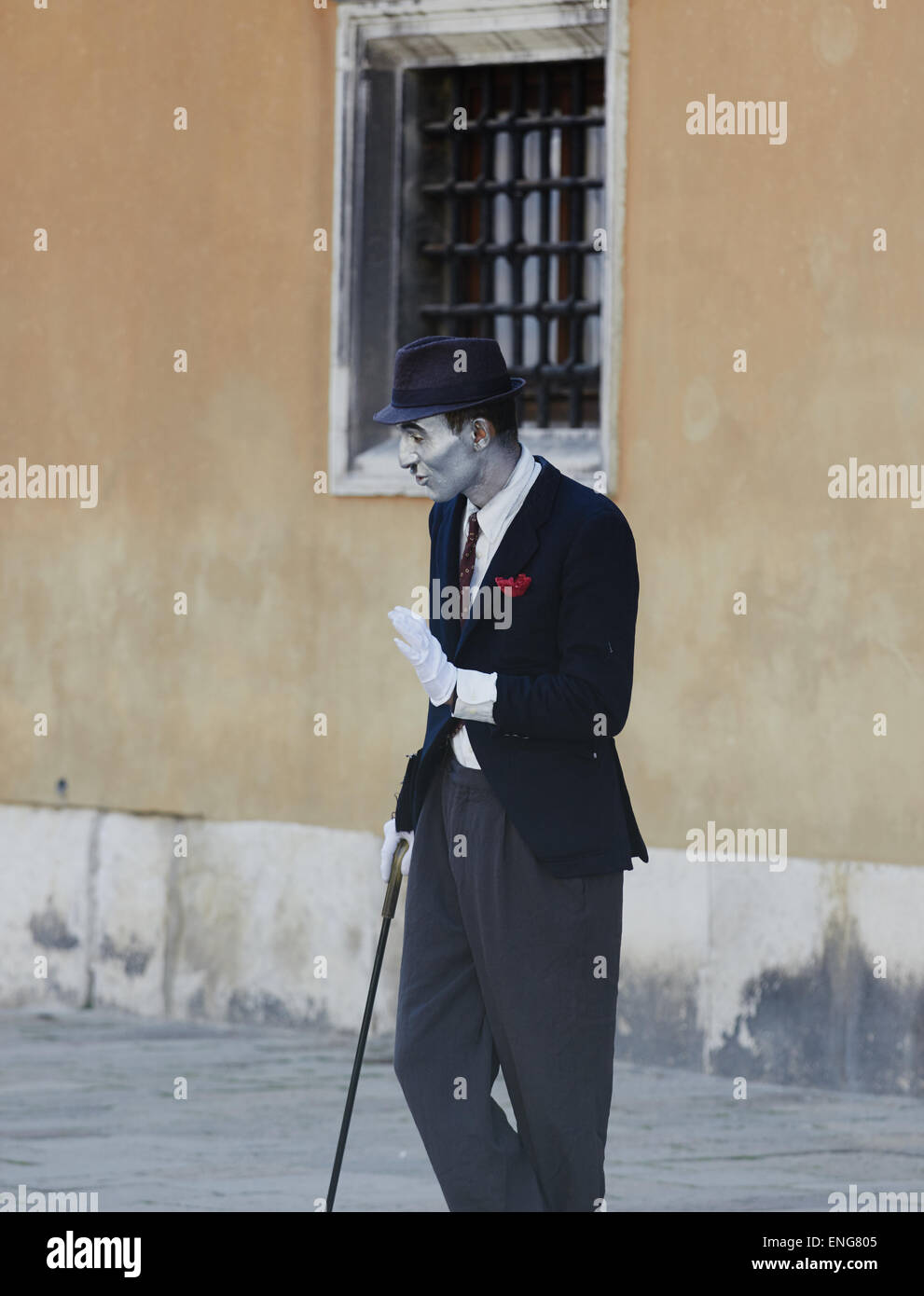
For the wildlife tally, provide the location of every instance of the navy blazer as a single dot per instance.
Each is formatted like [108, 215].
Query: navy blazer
[564, 675]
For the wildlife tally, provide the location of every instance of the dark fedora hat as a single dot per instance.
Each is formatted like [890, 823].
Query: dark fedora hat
[428, 378]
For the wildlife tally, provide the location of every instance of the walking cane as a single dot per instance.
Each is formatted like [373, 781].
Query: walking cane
[389, 907]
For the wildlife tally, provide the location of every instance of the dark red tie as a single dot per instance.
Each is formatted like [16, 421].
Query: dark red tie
[467, 565]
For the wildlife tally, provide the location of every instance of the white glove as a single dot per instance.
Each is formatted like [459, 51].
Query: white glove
[392, 839]
[434, 670]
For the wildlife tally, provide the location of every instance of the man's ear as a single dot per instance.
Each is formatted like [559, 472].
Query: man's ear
[484, 431]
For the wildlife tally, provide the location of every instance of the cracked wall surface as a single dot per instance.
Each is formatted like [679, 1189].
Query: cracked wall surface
[810, 976]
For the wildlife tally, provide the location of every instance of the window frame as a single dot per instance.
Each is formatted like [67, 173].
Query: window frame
[389, 36]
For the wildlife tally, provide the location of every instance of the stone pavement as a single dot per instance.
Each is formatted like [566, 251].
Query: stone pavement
[87, 1102]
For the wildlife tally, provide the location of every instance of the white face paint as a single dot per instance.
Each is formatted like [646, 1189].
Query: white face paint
[442, 462]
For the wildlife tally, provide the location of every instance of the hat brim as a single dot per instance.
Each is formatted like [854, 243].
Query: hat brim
[393, 415]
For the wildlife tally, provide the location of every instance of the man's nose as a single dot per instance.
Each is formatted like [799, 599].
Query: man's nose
[407, 455]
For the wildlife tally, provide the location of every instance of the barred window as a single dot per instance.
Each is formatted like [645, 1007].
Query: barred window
[503, 193]
[478, 155]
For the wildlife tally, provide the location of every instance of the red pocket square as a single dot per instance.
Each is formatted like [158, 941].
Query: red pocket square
[517, 585]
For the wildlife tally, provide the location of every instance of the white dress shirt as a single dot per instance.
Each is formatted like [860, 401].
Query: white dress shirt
[476, 690]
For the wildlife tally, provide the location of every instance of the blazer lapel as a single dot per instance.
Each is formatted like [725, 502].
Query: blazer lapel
[448, 560]
[521, 538]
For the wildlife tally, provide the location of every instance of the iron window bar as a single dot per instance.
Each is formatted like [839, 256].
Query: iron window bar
[517, 271]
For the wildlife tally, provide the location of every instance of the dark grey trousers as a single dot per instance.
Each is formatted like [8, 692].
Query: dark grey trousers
[505, 966]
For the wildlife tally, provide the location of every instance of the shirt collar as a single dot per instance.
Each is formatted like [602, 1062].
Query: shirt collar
[492, 515]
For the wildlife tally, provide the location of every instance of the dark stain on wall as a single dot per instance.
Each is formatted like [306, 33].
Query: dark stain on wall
[50, 931]
[133, 957]
[833, 1024]
[657, 1022]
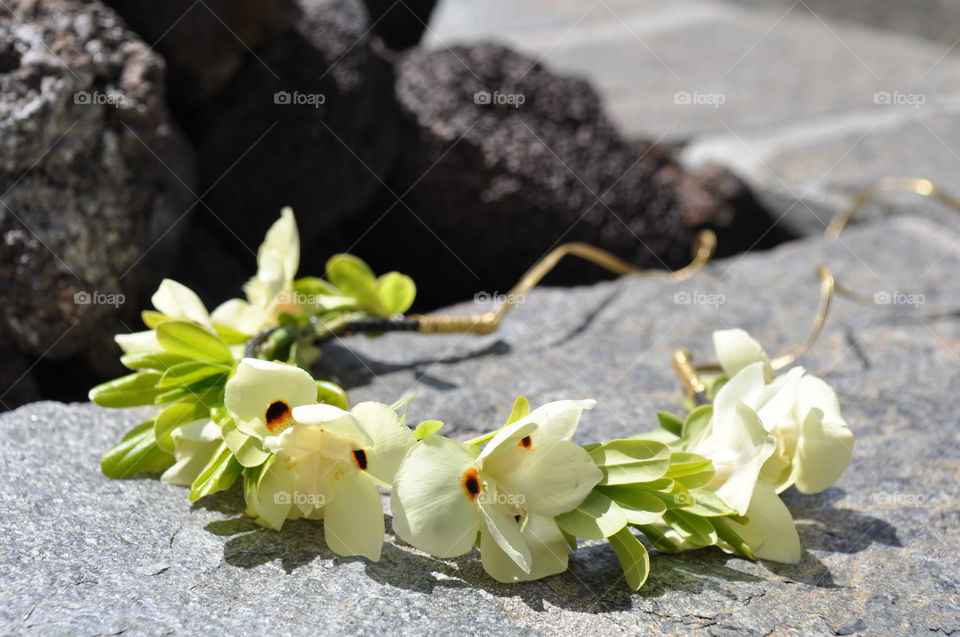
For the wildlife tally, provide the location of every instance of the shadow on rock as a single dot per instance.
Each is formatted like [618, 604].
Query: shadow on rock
[351, 369]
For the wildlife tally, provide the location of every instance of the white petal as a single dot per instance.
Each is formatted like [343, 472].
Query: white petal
[335, 420]
[736, 349]
[145, 341]
[431, 509]
[738, 447]
[241, 316]
[282, 238]
[552, 477]
[548, 552]
[823, 453]
[258, 385]
[353, 521]
[770, 531]
[746, 386]
[179, 302]
[502, 526]
[271, 502]
[558, 420]
[391, 439]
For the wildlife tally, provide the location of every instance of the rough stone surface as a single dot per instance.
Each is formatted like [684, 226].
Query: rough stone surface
[205, 43]
[93, 177]
[400, 24]
[87, 555]
[311, 122]
[477, 168]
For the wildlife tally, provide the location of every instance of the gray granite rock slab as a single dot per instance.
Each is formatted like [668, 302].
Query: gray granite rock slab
[85, 555]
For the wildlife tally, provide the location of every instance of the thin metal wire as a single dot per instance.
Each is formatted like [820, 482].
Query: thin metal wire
[704, 246]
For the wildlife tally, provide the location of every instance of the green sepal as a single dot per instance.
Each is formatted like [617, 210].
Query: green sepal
[127, 391]
[194, 342]
[160, 361]
[696, 422]
[332, 394]
[151, 318]
[138, 451]
[427, 428]
[633, 557]
[670, 422]
[728, 535]
[521, 409]
[597, 517]
[219, 474]
[640, 506]
[184, 374]
[628, 461]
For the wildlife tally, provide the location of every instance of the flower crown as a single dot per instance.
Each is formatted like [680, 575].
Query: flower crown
[234, 403]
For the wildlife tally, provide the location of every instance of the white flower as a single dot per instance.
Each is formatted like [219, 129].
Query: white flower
[270, 291]
[175, 301]
[325, 466]
[193, 445]
[447, 492]
[814, 443]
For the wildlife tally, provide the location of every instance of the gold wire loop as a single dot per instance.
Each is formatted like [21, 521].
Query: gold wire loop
[916, 185]
[689, 374]
[704, 245]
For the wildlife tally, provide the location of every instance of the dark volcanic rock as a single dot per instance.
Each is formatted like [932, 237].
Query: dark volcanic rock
[205, 43]
[507, 159]
[400, 23]
[312, 122]
[93, 177]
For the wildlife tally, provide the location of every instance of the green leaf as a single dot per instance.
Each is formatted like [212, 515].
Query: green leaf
[194, 342]
[686, 463]
[693, 528]
[728, 535]
[630, 461]
[670, 422]
[184, 374]
[127, 391]
[640, 507]
[138, 451]
[160, 361]
[597, 517]
[633, 557]
[521, 409]
[151, 319]
[707, 504]
[396, 291]
[332, 394]
[426, 428]
[354, 278]
[219, 474]
[697, 421]
[175, 416]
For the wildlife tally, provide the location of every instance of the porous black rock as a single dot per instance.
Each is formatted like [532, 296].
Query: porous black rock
[94, 179]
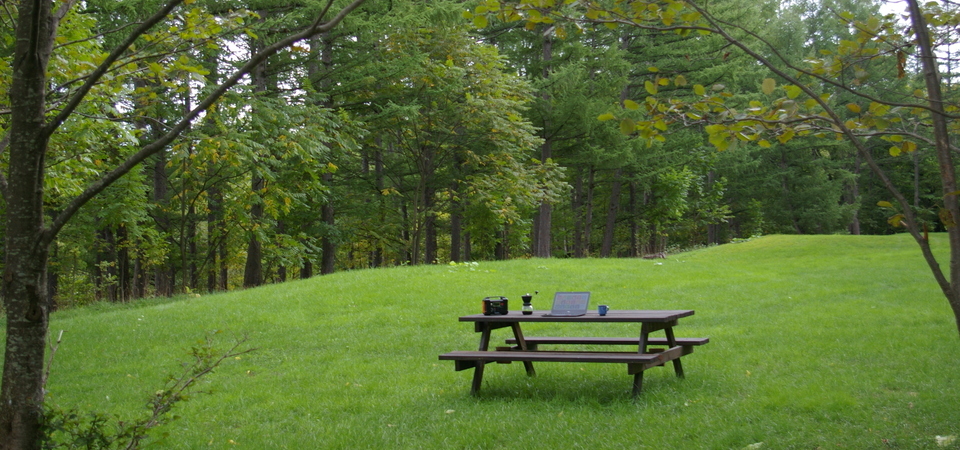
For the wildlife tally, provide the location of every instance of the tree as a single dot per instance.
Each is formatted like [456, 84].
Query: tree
[37, 113]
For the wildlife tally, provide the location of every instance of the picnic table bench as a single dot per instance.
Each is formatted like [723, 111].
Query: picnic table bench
[526, 349]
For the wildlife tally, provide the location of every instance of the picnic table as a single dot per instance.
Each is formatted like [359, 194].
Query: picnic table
[649, 351]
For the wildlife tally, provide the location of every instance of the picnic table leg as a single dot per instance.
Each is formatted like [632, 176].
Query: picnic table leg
[478, 370]
[637, 383]
[672, 342]
[518, 334]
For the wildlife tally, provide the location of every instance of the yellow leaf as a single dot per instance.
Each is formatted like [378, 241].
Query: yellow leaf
[650, 87]
[792, 91]
[769, 84]
[786, 136]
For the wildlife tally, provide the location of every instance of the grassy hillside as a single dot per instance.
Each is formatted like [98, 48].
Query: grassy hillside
[816, 341]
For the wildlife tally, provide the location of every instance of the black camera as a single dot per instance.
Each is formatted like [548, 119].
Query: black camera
[495, 306]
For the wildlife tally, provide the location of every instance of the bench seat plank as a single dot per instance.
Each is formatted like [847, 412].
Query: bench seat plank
[590, 357]
[534, 340]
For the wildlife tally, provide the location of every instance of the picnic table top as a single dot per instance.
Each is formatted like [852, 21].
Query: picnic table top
[614, 315]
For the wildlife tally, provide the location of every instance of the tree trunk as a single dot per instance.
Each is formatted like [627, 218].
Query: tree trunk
[26, 242]
[854, 193]
[328, 257]
[949, 285]
[544, 218]
[613, 206]
[634, 222]
[576, 206]
[163, 275]
[253, 270]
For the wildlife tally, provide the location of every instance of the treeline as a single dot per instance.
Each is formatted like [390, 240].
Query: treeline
[409, 136]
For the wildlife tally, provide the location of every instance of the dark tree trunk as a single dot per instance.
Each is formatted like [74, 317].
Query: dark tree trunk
[613, 206]
[950, 285]
[543, 221]
[576, 205]
[588, 214]
[853, 192]
[253, 269]
[328, 245]
[26, 242]
[163, 273]
[634, 222]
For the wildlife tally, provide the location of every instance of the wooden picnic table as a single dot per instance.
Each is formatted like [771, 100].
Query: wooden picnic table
[528, 351]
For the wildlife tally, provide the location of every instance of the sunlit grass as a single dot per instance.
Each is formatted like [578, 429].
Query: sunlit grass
[821, 341]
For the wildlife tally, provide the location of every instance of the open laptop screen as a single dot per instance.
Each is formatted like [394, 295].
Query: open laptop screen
[570, 304]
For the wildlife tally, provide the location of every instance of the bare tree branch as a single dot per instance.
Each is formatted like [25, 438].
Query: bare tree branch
[98, 186]
[104, 67]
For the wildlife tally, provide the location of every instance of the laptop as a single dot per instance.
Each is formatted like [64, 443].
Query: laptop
[569, 304]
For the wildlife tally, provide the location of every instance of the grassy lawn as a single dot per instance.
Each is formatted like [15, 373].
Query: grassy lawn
[816, 342]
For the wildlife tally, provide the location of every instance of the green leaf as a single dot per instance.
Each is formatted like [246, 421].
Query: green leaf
[792, 91]
[650, 87]
[769, 84]
[480, 21]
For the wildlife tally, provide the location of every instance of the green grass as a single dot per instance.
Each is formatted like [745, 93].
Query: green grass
[816, 342]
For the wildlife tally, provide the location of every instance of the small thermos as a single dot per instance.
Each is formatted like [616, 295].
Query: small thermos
[527, 308]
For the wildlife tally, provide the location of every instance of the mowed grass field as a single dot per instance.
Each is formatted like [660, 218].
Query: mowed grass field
[815, 342]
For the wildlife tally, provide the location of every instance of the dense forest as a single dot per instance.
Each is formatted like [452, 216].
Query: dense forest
[414, 133]
[162, 147]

_Task item_
Your response must consist of the lines from the beginning of the data through the line containing "brim as a single dot per instance.", transcribed exactly, with no pictures.

_Task answer_
For the wildlife tally, provide the location of every instance of the navy blazer as a single dot per instance.
Each is formatted like [108, 215].
Query: navy blazer
[564, 675]
For the wildlife tally, provide the location of every instance of the dark fedora hat as a single dot per instance.
Each is formatted like [890, 823].
Query: dark fedora hat
[428, 378]
For the wildlife tally, provide the location of every instance of the walking cane as a single dot per instance.
Each is formatted like [373, 781].
Query: walking cane
[389, 907]
For the wildlife tally, provide the location of every instance of the dark red tie as a single dot per instance.
Each is formatted like [16, 421].
Query: dark red tie
[467, 565]
For the wildlife tally, provide the location of every instance of the white glove as a single dot per instance.
Each is formatted like [459, 51].
Query: white glove
[392, 839]
[434, 670]
For the wildlife tally, provide the location of every instance of the man's ear as a single dot per instance.
Each is formatted like [559, 472].
Query: man's ear
[484, 431]
For the wildlife tally, provide the location of every instance of the cracked wall surface as a single dot per instance.
Each is formatted like [679, 1189].
Query: cracked wall surface
[810, 976]
For the wildlife tally, provide the location of every instance of the window frame as a single dot per instance.
Each is formatted like [67, 173].
Query: window frame
[389, 36]
For the wildlife tally, provide the location of every instance of the stone pavement as a single dot per instance.
Each is formatted like [566, 251].
Query: stone pavement
[87, 1102]
For the wildlife tally, provide the location of every instance of the white face paint as a single dot per instance.
Each is formatted like [646, 1189].
Query: white face paint
[442, 462]
For the wildlife tally, provide the location of every instance of the hat brim as a single dot per instance.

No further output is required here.